**The task**
Please retype the data below in full.

**Source material**
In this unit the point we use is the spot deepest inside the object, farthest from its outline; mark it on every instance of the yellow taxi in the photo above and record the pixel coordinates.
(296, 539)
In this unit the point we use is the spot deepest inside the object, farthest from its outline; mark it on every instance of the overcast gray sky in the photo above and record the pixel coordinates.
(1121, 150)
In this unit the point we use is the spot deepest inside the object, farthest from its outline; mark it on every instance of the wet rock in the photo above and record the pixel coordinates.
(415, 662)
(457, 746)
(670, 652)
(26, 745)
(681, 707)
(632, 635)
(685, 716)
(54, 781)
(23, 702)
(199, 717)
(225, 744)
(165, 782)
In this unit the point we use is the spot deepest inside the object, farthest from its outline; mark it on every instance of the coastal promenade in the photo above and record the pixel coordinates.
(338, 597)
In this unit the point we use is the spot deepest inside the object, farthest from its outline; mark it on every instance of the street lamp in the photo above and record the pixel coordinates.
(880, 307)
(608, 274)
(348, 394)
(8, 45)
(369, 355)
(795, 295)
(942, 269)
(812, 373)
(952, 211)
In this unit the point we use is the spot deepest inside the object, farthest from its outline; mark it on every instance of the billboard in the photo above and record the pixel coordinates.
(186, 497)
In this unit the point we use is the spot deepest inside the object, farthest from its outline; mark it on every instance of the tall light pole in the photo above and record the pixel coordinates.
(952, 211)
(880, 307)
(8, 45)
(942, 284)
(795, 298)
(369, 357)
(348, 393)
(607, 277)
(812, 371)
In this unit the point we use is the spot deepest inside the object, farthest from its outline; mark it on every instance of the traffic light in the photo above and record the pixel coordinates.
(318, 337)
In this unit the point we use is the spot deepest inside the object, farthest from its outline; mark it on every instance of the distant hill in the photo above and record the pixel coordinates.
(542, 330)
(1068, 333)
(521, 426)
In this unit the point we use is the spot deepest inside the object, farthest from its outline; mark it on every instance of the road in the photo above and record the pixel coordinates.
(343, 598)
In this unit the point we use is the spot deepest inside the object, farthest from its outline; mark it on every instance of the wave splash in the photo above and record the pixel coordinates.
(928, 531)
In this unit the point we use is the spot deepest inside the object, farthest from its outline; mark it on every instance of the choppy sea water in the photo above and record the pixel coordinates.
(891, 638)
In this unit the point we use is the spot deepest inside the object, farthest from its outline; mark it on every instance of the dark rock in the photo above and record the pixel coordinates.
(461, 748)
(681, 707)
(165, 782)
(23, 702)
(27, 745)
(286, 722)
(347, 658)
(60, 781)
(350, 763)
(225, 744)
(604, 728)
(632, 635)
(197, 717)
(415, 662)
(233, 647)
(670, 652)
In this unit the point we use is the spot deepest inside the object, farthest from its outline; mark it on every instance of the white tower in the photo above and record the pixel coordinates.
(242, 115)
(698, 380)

**Task response**
In this unit the point we use is the spot deepest inside the object, farthest from its outline; mark it on every instance of the yellow taxi in the photo above and record the pixel coordinates.
(296, 539)
In this unit the point we use is the spot deepest inside the object, farthest from its outline; mark it on every instance of the overcast gray sky in the photo above and record the pixel coordinates.
(1121, 150)
In this unit the point we use is the spot deepest inside the object, farthest from its outline; mark it on every instance of the wet rock in the photo above and record the pixel coordinates.
(415, 662)
(457, 746)
(670, 652)
(26, 745)
(681, 707)
(632, 635)
(685, 716)
(54, 781)
(23, 702)
(199, 717)
(225, 744)
(165, 782)
In this unit the point we use is the spot deepest inside the object, farthest from its outline; mark it on every instance of the coastal promenade in the photo above and record the pixel coordinates.
(338, 597)
In this unit the point we use is the spot deepest inside the object, farthest from its outline; mark it on every instance of the street lamp in the photo above and record the pixel coordinates.
(880, 307)
(608, 274)
(348, 394)
(8, 45)
(369, 355)
(795, 295)
(942, 269)
(812, 373)
(952, 211)
In this unit the point we use is the spot deepest inside the object, farthest from its outline; mark it on every instance of the billboard in the photo above and record the pixel coordinates.
(186, 497)
In this unit the point we use is the spot deepest inside the object, farthest from its outline; mark it on every instance of the tall light pole in the photo above and record the pixel coordinates.
(952, 211)
(880, 307)
(8, 45)
(942, 284)
(795, 298)
(369, 357)
(348, 393)
(607, 277)
(812, 371)
In this unit the point we use is the spot deepest inside the object, farthest from its outline; mark it on every instance of the traffic light in the photo above and record the pixel coordinates.
(318, 337)
In this unit the point we use is the spot deepest inside the object, farthest from its outline; mark it on every instance of the distant hill in the photo above and record the pixel coordinates.
(542, 330)
(1068, 333)
(521, 426)
In this unit the point we use is the spot deepest inside the object, farthest from its outline; mark it on every instance of the road in the photo above and record the pixel coordinates.
(343, 598)
In this unit the point we use is the spot deepest inside the object, farthest from its outline; mark it on every instance of the wave splash in the photo above and record the pixel coordinates.
(928, 531)
In this unit the point we use is the spot deepest inside the object, farthest from its outline; mark it on every instance of the choppy sea water in the photo above and record the pixel coordinates.
(891, 638)
In this unit the point we use is the spot deepest inside the object, farthest from its outline; mark it on every instance of the dark rock in the photo above and record the pixel coordinates.
(461, 748)
(681, 707)
(165, 782)
(23, 702)
(27, 745)
(286, 722)
(347, 658)
(60, 781)
(350, 763)
(225, 744)
(604, 728)
(632, 635)
(197, 717)
(415, 662)
(233, 647)
(670, 652)
In this unit the point we use is the spot deepest inside the object, farthest from its outline; mark it on every instance of the white tower in the photo above and record the pixel coordinates.
(242, 115)
(698, 380)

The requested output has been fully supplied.